Knockdown of validated genes reduces RNA virus infection by enhancing innate immune response – A549 cells were transiently transfected with 1.5 μg of two of the respective sh-clones of each indicated genes or scrambled control for 72 h then infected with NDV (MOI 2) for 24 h and subjected to the quantification of the respective indicated transcripts or genes; (A) CYP1A1, (B) VIPR1 and (C) PPP1R14A; NDV viral RNA transcripts and antiviral cytokines; IL6 and IFIT1 transcripts. (D) Schematic representation of the overall conclusion of the study. Data are mean ± SEM of triplicate samples from single experiment and are representative of three independent experiments. ∗∗∗p < 0.001 and ∗∗p < 0.01 by one-way ANOVA Tukey test and unpaired t-test.

Discussion

Airborne PM were considered as one of the abiotic hazardous determinants for the development diseases such as cancer (Quezada-Maldonado et al., 2018), respiratory (Miller and Peden, 2014), cardiovascular (Ulrich et al., 2002) and neurological disorders (Bandyopadhyay, 2016; Crinnion, 2017; Genc et al., 2012; Loane et al., 2013; Xu et al., 2016). Presently, emergence of novel infectious microbial pathogens along with air pollution is one of severe threats to the human society globally. Infection through respiratory route has been included as the top threat to global health in the 13th General Programme of work, by WHO which aims to cover more than three billion people against the health emergencies from 2019 to 2023 (WHO, 2018).

****************************************

* [Assigned task 1]
Copy everything from "Airborne PM were" down to "2023 (WHO, 2018)." in the passage on particulate matter and virus infection.
* [Assigned task 2]
According to the passage on particulate matter and virus infection, which WHO program lists infection through the respiratory route as the top threat to global health?

* [Material provided]

****************************************

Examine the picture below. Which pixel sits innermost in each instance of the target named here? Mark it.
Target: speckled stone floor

****************************************

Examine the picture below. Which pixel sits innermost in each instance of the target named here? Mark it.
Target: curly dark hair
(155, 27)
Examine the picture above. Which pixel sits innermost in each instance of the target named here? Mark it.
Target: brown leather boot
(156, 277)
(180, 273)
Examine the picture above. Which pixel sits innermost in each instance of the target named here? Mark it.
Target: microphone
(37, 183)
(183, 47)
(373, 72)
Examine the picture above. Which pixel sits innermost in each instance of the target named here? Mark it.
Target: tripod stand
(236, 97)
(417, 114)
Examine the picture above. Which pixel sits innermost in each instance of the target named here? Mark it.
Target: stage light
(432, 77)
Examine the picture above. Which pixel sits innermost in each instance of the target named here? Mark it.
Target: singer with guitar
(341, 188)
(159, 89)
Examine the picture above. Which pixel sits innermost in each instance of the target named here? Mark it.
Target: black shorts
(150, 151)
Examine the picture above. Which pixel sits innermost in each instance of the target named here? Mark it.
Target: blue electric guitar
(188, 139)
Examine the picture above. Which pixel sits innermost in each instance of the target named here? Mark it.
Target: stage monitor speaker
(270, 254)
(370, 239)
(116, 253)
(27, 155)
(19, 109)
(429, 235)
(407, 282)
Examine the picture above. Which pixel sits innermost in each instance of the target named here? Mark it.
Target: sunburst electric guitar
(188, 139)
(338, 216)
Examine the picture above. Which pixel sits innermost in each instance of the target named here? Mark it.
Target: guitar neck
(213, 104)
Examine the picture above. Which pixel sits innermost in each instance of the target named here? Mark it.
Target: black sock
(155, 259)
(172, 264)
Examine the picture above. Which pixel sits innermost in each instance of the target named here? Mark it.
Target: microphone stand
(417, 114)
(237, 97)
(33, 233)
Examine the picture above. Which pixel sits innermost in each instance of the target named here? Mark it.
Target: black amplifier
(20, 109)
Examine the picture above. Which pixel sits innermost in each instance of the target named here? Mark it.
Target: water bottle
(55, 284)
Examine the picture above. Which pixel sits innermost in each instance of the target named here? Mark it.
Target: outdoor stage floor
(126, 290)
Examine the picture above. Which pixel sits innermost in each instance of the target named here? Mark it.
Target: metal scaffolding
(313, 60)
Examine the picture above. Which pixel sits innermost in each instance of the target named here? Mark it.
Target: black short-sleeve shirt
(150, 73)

****************************************

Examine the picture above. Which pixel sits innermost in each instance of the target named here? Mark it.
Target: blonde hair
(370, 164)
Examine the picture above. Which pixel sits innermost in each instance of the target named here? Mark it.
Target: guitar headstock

****************************************

* [Written answer 1]
Airborne PM were considered as one of the abiotic hazardous determinants for the development diseases such as cancer (Quezada-Maldonado et al., 2018), respiratory (Miller and Peden, 2014), cardiovascular (Ulrich et al., 2002) and neurological disorders (Bandyopadhyay, 2016; Crinnion, 2017; Genc et al., 2012; Loane et al., 2013; Xu et al., 2016). Presently, emergence of novel infectious microbial pathogens along with air pollution is one of severe threats to the human society globally. Infection through respiratory route has been included as the top threat to global health in the 13th General Programme of work, by WHO which aims to cover more than three billion people against the health emergencies from 2019 to 2023 (WHO, 2018).

* [Written answer 2]
The 13th General Programme of work